Sur le bord de la piste, se trouve le camping que j'avais en ligne de mire, et dans lequel je tombe sur cette étonnante image d'un tipi à louer. L'endroit est d'autant plus étrange qu'il semble désert, et qu'il est tenu par un homme et sa vieille mère. Hitchockien, assurément, si ce n'est que la mère est bien vivante.




55 km, 20 km/h de moyenne.


















Voyage dans les Cantons de l'Est avec un bicycle

Jour 1
(mardi 8 juillet)




J'
aurai passé en tout plus d'un mois à faire des listes du matériel dont j'aurai besoin, ainsi qu'à réfléchir à la façon la plus adéquate et la plus équilibrée de répartir tout ça dans les différents sacs accrochés au vélo. Tout a même faillit tourner court lorsque je me suis fait voler mon vélo trois semaines avant la date prévue pour le départ. Mais j'avais tellement pensé à ce voyage et j'étais si excité à l'idée de partir que je préférai dilapider mes économies plutôt que de renoncer. Ce matin j'ai donc finit par charger la mule. Deux gros sacs à l'arrière, deux plus petits sur la roue avant, la tente sanglée sur le porte bagages, et sur le guidon une dernière sacoche pour les choses à garder à portée de la main: cartes routières, fruits secs et cigarettes.

Enfin, après une dernière accolade à la matinale V. et les promesses d'usage et de prudence, je m'élançai dans la ruelle un peu après neuf heures.


La traversée du centre ville ne s'est pas faite sans attirer quelques regards, jusqu'à l'interminable pont Jacques Cartier. De l'autre côté du fleuve, l'aventure commence puisque je n'ai jamais roulé sur la rive sud, et comme je le craignais, j'entame la semaine en perdant la trace de la Route Verte dans Longueuil après dix minutes.
Un matin de semaine en banlieue, il n'y a pas foule pour me renseigner sur la route à prendre. À un coin de rue, je me suis adressé à un homme visiblement perturbé qui a quasiment pris la fuite dès que j'ai eu posé ma question, et c'est finalement à un facteur que j'ai dû mon salut dans ce labyrinthe, ce qui tend à prouver - s'il en était besoin - le rôle essentiel que jouent les facteurs dans nos vies quotidiennes.

- [Matériel fourni]
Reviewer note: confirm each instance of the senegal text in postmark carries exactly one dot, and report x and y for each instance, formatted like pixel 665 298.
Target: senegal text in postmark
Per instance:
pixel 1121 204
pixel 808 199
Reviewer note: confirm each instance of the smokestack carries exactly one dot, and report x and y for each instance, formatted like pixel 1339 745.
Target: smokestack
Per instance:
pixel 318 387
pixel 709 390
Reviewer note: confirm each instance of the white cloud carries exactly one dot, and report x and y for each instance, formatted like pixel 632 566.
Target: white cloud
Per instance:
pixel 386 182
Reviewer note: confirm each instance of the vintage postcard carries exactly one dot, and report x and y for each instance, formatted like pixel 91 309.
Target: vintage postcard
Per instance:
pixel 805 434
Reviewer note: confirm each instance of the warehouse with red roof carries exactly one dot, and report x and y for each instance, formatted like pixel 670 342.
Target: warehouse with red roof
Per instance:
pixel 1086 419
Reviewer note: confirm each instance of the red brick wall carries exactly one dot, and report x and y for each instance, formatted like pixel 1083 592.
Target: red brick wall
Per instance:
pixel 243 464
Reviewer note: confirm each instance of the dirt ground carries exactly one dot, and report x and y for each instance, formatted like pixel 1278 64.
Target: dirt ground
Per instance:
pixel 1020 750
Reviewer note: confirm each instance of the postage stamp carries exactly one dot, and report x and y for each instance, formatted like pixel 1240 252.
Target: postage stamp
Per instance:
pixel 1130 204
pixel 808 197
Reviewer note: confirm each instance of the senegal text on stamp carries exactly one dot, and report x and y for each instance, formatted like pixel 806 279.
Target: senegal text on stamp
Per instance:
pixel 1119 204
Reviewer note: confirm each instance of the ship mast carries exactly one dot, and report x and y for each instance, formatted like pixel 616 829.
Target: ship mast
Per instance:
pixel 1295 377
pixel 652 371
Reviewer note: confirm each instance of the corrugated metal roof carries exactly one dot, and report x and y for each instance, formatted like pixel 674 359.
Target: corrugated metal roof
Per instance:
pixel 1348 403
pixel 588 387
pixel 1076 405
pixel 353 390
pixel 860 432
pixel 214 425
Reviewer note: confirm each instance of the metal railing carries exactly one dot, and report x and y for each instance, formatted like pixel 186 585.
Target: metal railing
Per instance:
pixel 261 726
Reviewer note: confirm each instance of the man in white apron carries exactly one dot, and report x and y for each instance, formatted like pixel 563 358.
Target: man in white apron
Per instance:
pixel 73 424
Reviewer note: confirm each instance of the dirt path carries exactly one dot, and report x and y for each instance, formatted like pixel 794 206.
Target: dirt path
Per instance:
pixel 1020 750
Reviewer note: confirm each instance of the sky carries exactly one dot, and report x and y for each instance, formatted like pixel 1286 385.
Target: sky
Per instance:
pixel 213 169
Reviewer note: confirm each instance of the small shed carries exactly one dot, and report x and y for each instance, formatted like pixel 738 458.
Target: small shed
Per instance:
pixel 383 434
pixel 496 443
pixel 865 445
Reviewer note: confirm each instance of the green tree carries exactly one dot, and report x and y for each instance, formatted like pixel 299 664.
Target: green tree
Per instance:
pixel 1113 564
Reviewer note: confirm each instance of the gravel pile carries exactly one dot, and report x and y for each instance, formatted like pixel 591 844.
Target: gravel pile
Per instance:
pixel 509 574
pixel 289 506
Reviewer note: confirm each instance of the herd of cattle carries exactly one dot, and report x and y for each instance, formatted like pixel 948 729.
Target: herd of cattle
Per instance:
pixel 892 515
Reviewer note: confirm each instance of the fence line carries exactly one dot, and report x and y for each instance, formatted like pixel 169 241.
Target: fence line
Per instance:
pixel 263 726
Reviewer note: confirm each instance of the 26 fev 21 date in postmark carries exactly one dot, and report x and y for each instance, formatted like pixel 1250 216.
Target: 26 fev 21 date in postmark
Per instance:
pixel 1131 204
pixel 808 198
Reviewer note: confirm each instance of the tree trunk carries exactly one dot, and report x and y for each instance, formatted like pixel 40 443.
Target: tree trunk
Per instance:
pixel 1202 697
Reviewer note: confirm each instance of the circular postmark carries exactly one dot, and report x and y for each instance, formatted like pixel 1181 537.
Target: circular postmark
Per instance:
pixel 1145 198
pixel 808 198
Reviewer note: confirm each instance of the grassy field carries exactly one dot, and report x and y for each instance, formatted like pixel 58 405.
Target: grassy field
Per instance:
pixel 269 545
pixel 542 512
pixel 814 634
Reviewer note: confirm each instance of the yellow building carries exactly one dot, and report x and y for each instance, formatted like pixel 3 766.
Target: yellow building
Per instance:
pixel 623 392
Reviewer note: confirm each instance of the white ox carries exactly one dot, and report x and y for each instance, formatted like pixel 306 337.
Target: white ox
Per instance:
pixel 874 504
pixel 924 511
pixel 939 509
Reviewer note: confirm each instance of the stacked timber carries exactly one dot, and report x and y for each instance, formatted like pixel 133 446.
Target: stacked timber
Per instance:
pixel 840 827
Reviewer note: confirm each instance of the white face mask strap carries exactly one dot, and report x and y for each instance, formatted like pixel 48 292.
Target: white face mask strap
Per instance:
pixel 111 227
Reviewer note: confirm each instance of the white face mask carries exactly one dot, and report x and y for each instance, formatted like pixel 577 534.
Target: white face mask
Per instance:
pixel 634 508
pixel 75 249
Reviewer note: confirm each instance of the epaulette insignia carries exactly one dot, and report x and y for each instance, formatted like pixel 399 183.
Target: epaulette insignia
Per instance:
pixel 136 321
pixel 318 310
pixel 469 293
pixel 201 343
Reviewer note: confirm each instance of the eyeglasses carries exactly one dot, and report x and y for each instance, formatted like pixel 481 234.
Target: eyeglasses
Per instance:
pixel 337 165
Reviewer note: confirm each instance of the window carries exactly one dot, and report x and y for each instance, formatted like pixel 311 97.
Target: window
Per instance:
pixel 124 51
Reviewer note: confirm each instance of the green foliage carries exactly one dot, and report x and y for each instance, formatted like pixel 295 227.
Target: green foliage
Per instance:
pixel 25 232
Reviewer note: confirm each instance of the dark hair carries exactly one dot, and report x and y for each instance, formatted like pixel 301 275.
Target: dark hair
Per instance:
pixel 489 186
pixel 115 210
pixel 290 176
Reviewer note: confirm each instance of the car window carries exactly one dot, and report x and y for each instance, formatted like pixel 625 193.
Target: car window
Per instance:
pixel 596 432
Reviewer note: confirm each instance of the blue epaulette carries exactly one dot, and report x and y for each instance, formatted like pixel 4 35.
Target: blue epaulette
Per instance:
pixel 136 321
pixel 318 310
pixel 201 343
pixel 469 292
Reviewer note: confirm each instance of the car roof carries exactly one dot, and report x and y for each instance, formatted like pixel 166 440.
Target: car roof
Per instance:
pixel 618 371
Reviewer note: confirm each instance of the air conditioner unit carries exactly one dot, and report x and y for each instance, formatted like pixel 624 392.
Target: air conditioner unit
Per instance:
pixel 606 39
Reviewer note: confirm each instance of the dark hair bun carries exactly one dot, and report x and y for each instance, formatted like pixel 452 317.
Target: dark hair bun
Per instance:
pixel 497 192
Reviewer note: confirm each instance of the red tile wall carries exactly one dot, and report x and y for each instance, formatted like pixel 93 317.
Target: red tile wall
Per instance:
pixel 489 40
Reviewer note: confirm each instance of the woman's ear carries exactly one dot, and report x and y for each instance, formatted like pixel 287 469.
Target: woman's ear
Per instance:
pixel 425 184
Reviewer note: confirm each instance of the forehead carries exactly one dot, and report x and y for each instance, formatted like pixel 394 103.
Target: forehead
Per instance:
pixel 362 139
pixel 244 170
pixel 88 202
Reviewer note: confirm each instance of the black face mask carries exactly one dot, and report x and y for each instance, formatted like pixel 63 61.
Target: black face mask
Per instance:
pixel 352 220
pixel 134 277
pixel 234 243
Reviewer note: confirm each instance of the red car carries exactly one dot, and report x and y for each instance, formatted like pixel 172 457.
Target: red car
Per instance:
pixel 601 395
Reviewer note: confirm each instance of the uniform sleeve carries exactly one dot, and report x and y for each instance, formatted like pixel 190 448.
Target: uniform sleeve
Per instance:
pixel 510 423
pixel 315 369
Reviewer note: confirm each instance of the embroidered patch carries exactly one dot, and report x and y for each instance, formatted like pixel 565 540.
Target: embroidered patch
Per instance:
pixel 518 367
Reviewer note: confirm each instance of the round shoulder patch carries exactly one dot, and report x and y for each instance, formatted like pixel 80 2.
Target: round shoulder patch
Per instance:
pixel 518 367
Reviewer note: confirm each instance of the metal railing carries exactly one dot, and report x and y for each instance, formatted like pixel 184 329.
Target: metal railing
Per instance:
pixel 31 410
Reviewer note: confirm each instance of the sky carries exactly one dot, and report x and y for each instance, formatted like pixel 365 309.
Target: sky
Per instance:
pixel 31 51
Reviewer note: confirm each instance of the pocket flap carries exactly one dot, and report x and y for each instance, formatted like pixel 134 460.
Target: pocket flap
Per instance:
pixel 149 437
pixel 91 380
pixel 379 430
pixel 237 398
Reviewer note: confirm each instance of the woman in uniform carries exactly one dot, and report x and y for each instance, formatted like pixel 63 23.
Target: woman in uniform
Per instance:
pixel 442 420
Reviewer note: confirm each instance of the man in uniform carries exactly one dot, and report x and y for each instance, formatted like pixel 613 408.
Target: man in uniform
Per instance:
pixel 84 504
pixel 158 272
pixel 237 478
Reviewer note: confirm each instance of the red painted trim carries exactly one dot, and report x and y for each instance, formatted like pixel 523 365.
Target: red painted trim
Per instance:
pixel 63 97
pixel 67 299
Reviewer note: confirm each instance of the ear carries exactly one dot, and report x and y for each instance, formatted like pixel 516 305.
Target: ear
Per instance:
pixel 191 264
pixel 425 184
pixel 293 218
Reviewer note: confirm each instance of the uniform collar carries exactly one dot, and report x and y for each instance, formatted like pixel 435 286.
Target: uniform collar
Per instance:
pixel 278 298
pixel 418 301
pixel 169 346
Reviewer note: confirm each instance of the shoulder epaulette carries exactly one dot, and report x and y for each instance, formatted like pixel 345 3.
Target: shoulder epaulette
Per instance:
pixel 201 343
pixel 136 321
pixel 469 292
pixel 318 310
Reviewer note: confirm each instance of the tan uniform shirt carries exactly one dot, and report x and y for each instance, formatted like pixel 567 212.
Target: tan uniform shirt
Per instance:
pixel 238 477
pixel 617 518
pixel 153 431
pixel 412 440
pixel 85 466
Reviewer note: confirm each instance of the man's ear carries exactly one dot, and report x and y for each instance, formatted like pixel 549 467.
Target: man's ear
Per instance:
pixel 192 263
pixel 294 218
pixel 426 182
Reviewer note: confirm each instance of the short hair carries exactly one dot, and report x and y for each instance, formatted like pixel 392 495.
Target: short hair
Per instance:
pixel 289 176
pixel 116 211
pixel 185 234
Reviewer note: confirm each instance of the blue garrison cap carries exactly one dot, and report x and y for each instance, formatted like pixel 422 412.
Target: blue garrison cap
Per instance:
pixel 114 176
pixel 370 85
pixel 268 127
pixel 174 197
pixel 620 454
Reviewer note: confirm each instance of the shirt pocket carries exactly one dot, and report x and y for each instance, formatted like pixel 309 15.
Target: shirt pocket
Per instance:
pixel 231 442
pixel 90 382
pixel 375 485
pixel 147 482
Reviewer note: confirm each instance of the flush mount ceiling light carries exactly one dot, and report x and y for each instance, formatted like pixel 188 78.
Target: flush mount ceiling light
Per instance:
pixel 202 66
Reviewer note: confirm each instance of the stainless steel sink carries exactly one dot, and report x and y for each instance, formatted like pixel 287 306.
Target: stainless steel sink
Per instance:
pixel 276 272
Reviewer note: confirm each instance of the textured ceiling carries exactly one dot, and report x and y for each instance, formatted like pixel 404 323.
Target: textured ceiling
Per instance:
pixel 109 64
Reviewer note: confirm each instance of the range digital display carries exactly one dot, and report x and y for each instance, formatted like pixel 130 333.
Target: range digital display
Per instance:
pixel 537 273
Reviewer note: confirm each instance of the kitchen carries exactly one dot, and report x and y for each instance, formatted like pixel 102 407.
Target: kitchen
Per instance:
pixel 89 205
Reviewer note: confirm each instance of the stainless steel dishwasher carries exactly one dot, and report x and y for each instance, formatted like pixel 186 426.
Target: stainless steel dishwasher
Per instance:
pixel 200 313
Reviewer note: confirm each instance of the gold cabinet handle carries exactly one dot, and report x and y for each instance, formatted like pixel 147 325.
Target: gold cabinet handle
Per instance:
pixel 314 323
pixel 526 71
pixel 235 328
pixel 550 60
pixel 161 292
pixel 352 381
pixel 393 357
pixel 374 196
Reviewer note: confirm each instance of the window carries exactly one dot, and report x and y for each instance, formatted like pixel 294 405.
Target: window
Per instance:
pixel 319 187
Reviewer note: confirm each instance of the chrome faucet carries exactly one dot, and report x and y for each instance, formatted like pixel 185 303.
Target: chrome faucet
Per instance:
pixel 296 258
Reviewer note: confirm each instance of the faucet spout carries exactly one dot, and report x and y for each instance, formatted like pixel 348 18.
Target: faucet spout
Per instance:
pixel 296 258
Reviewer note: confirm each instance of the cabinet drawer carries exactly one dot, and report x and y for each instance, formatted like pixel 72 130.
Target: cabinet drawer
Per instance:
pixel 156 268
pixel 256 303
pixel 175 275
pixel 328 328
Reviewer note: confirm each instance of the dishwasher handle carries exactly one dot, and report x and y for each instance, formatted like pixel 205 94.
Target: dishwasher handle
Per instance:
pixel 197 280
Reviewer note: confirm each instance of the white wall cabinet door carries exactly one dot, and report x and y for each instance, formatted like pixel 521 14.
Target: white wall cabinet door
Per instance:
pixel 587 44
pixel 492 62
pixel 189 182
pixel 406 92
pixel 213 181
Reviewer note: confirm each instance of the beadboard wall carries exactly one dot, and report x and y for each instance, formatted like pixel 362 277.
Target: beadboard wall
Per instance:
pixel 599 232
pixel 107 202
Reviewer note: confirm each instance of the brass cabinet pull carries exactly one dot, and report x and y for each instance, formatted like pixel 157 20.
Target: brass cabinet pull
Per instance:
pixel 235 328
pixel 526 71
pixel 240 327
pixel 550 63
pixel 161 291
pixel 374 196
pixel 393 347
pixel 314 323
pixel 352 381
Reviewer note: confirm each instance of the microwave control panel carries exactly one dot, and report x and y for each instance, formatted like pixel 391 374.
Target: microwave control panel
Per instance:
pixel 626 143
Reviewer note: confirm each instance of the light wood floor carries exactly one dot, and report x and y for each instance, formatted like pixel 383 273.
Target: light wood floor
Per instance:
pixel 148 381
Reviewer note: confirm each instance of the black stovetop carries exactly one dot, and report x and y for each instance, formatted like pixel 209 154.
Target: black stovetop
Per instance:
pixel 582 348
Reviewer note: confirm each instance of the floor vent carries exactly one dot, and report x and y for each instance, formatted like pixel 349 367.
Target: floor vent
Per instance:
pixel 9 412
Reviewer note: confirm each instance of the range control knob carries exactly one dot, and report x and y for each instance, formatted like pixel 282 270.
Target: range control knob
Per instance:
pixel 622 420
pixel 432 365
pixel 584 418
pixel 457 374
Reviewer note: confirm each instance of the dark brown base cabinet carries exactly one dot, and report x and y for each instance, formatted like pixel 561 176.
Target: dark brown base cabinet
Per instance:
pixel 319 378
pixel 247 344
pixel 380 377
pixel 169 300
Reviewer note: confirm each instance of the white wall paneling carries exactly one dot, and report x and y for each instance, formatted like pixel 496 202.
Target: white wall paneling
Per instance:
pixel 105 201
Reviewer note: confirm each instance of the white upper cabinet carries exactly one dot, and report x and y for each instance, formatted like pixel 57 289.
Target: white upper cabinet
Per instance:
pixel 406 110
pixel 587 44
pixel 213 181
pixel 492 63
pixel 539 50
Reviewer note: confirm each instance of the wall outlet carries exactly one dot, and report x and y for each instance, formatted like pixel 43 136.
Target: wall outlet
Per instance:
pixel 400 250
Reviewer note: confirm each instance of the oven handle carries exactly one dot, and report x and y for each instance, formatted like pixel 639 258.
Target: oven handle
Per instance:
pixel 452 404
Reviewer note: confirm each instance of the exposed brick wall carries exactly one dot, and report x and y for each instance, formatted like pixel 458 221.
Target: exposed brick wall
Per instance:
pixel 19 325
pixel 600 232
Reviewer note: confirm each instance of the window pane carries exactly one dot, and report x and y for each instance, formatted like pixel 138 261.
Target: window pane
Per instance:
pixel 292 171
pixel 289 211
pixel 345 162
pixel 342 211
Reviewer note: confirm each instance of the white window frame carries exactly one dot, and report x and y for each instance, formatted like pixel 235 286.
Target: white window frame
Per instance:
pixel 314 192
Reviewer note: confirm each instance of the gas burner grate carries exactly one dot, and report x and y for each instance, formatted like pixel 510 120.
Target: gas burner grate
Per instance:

- [Consigne 1]
Répondez à ces questions sur le récit de voyage à vélo :
(a) Par qui le camping est-il tenu ?
(b) Qu'est-il arrivé au vélo trois semaines avant la date prévue pour le départ ?
(c) Qui a finalement permis de retrouver la route dans Longueuil ?
- [Consigne 2] Modifiez le récit de voyage entre « Enfin, après une » et « après dix minutes. », inclus, en mettant « rue » à la place de « ruelle ».

- [Réponse 1]
(a) Par un homme et sa vieille mère.
(b) Il a été volé.
(c) Un facteur.

- [Réponse 2]
Enfin, après une dernière accolade à la matinale V. et les promesses d'usage et de prudence, je m'élançai dans la rue un peu après neuf heures.


La traversée du centre ville ne s'est pas faite sans attirer quelques regards, jusqu'à l'interminable pont Jacques Cartier. De l'autre côté du fleuve, l'aventure commence puisque je n'ai jamais roulé sur la rive sud, et comme je le craignais, j'entame la semaine en perdant la trace de la Route Verte dans Longueuil après dix minutes.